ROWS
===============
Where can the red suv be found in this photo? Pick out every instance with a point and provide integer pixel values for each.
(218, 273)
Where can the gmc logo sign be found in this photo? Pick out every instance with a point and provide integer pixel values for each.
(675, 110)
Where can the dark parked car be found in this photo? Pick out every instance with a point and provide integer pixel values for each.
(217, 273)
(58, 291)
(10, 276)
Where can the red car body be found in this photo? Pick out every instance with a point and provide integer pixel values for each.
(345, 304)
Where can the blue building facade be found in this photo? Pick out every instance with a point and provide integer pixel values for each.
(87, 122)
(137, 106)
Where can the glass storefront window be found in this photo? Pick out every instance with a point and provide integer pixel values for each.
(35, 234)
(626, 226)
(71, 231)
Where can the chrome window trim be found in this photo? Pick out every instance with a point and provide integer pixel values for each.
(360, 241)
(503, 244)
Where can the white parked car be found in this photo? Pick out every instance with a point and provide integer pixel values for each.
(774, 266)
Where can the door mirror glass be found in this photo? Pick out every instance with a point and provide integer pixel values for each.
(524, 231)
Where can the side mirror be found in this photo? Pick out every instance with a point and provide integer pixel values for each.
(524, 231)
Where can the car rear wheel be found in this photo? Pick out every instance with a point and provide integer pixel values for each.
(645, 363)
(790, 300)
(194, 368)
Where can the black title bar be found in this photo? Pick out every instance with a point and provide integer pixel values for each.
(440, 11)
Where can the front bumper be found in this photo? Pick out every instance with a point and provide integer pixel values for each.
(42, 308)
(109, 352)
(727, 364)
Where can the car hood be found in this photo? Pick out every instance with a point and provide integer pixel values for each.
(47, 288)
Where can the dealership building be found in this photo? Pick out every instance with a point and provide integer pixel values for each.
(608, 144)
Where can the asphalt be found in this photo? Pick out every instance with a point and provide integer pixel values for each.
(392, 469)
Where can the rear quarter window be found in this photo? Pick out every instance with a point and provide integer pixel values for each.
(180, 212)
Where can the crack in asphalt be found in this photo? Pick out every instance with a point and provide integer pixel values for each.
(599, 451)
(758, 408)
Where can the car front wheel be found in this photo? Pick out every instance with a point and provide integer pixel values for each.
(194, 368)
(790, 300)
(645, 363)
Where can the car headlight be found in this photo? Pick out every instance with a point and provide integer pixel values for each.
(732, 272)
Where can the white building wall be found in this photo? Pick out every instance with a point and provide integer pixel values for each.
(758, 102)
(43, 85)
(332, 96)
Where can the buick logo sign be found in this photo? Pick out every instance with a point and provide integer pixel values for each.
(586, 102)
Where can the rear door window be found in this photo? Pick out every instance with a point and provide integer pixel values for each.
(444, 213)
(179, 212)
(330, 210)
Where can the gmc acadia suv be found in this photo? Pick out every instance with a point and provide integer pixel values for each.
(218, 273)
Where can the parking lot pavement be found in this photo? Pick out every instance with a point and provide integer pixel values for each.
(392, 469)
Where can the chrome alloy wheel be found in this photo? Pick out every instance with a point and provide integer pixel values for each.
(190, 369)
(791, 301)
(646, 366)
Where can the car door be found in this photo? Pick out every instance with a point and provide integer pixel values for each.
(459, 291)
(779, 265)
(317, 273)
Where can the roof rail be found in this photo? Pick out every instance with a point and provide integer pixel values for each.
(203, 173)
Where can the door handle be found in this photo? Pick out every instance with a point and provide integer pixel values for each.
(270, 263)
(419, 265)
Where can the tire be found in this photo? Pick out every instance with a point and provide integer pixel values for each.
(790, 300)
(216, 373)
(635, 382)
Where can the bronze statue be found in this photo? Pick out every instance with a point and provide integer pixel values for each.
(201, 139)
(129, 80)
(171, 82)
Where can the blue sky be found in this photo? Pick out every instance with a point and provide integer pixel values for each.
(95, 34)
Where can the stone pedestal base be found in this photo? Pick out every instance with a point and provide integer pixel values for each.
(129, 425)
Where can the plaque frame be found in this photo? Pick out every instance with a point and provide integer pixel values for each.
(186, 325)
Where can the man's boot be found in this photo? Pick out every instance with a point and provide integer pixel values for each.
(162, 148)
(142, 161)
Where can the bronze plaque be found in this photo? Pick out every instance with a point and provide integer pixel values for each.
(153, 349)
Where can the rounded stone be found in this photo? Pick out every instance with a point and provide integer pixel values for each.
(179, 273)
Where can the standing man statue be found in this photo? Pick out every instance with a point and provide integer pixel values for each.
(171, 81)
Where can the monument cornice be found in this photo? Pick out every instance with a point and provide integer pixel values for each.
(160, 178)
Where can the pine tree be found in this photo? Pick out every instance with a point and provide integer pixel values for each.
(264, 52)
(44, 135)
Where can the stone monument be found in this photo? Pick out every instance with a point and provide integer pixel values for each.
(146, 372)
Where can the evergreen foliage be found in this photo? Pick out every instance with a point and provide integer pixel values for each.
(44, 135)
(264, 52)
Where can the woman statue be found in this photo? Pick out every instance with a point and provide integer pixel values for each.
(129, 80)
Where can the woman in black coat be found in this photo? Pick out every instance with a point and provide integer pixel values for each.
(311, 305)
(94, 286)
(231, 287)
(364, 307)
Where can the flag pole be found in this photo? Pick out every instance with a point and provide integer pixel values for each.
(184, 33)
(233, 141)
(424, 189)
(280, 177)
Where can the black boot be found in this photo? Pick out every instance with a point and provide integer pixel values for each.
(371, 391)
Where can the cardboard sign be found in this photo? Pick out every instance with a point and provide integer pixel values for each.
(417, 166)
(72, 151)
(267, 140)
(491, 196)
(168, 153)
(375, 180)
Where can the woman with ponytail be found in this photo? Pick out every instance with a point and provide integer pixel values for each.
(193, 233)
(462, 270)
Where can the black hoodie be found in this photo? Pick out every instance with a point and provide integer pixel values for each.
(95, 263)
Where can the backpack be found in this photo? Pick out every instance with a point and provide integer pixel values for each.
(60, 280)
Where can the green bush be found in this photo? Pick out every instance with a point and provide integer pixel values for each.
===============
GOAL
Write out the whole listing exactly.

COMPLETE OUTPUT
Where can the red suv be found in this photo? Pick out every instance with a point and provide integer pixel values for each.
(218, 273)
Where can the gmc logo sign be found in this photo? Pick out every instance with a point and provide integer pixel values for each.
(675, 110)
Where can the dark parked car be found in this photo? Pick out every instance with a point and provide integer pixel values for each.
(217, 273)
(58, 291)
(10, 276)
Where can the red car body be found in this photo? Pick out every instance with a point and provide integer pixel values for each.
(345, 304)
Where can the blue building facade be found in this photo? Pick out every instance with a point and provide integer pixel values for each.
(87, 122)
(137, 106)
Where can the glass storefront window be found in this photo? Pick out every instance with a point and provide integer pixel values for each.
(35, 234)
(626, 226)
(71, 231)
Where can the chrome window trim be found in this photo? Pick out every instance with a point and provide integer pixel values for each.
(360, 241)
(503, 244)
Where can the white parked car be found in this photo? Pick out every instance with a point and provide integer pixel values for each.
(774, 266)
Where can the door mirror glass be found in this photo? Pick out every instance with a point and provide integer pixel values for each.
(524, 231)
Where can the side mirror be found in this photo? Pick out every instance with a point and provide integer pixel values for each.
(524, 231)
Where can the car rear wheel be found in this photo? Pick out every instance with a point and provide integer pixel values for each.
(645, 363)
(790, 300)
(194, 368)
Where can the black title bar be found in this photo? Pick out every instance with a point and provide integer pixel values for each.
(440, 11)
Where can the front bumper be found in this photo? Pick out every instance with a point and provide integer pixel values for each.
(42, 308)
(109, 352)
(727, 364)
Where can the car hood be found in this photo? Pick out every instance with a point and provide integer pixel values for each.
(47, 288)
Where can the dealership building be found in this photo? Pick out every instance with a point and provide integer pixel values for each.
(608, 144)
Where can the asphalt be found in this photo? Pick out every instance with a point and provide integer pixel values for each.
(392, 469)
Where can the rear quarter window be found in this photo? Pick out every instance with a point and provide integer pixel values for each.
(180, 212)
Where can the crack in asphalt be found in this photo? Pick out every instance with a point and provide integer pixel values for each.
(599, 451)
(758, 408)
Where can the car front wheel be found in this photo? Pick out every instance with a point and provide integer pixel values for each.
(194, 368)
(790, 300)
(645, 363)
Where can the car headlight be found in this photo? Pick out every instance with a point and provide integer pixel values for each.
(732, 272)
Where can the white building wall be found in this photo? Pick out every instance with a point and provide integer pixel values for each.
(758, 102)
(43, 85)
(332, 96)
Where can the buick logo sign be found in this photo? Pick out every instance with a point and provide integer pixel values for each.
(586, 102)
Where can the rear door window be found in this photo? Pick out every instance with a point and provide integer pixel values for each.
(444, 213)
(179, 212)
(330, 210)
Where can the gmc acadia suv be found in this photo? Pick out every instance with a point and provide integer pixel values for each.
(218, 273)
Where can the parking lot pavement be found in this photo? Pick out every instance with a point and provide integer pixel values for each.
(392, 469)
Where can the chrome alloy wheel be found in this photo? Pick out every instance with a point and provide integer pixel values for each.
(190, 369)
(791, 301)
(646, 366)
Where can the car door be found in this photo? Pick out every instance with a point and provide integer pixel values for each.
(459, 291)
(779, 265)
(317, 273)
Where can the roof rail be found in this photo? Pick out every instance with a point and provide integer pixel values for each.
(203, 173)
Where can the door handle be found in this photo? Pick out every instance with a point and provide integer pixel values for each.
(270, 263)
(419, 265)
Where can the tire be found in this photo? Pick out every instance with a point and provide integer pixel values for each.
(790, 300)
(216, 373)
(635, 382)
Where can the bronze statue be found in this photo? Pick out every instance with a point and provide integer pixel values for each.
(201, 139)
(129, 80)
(171, 82)
Where can the blue sky be found in this photo? Pick out every instance with a point and provide integer pixel values for each.
(95, 34)
Where can the stone pedestal base be found in this photo? Pick out every instance with a point and provide integer pixel values for each.
(129, 425)
Where can the plaque frame be found in this photo? Pick out every instance with a point and provide integer pixel values for each.
(186, 325)
Where can the man's boot be found in this photo? Pick out every instance with a point and provide integer pixel values for each.
(162, 148)
(142, 161)
Where can the bronze plaque be found in this photo? Pick out every instance with a point and provide integer pixel values for each.
(153, 349)
Where can the rounded stone be found in this photo? Pick out every instance with a point and provide integer pixel values for each.
(179, 273)
Where can the standing man statue be found in this photo? Pick out every instance with a point and provide integer pixel values for each.
(171, 81)
Where can the monument cornice be found in this photo? Pick out every instance with a point and provide integer pixel values for each.
(160, 178)
Where can the pine tree be found in this photo? Pick out every instance with a point and provide integer pixel values for each.
(264, 52)
(44, 135)
Where can the stone monument be found in this photo? Pick out every instance with a point and provide integer pixel values for each.
(146, 372)
Where can the evergreen foliage be found in this photo? Pick out every instance with a point and provide integer pixel values for each.
(44, 135)
(264, 52)
Where can the woman statue be found in this photo? Pick out every instance with a point and provide integer pixel values for each.
(129, 80)
Where can the woman in black coat be found in this photo? Pick out every instance with a point and provide integer pixel values for each.
(311, 305)
(94, 286)
(231, 287)
(364, 307)
Where can the flag pole be found in this photo? Pick out every instance with a point and provide integer pixel values for each.
(184, 33)
(233, 141)
(424, 189)
(280, 177)
Where can the black boot be found in this photo? Pick out every instance with a point and provide integer pixel values for each.
(371, 391)
Where can the cardboard sign be found in this photo? Pick out every instance with a point and provide integer pixel values for each.
(417, 166)
(72, 151)
(267, 140)
(491, 196)
(168, 153)
(375, 180)
Where can the woman with ponytail be found in this photo? Pick out every instance with a point and provide integer pixel values for each.
(193, 233)
(462, 270)
Where can the black hoodie be found in this photo? Pick out every instance with a point and provide integer pixel values for each.
(95, 263)
Where can the backpack be found in this photo? Pick out every instance with a point and provide integer pixel values for each.
(60, 280)
Where can the green bush be found in this photo? Pick out every instance with a point and provide integer pixel values for each.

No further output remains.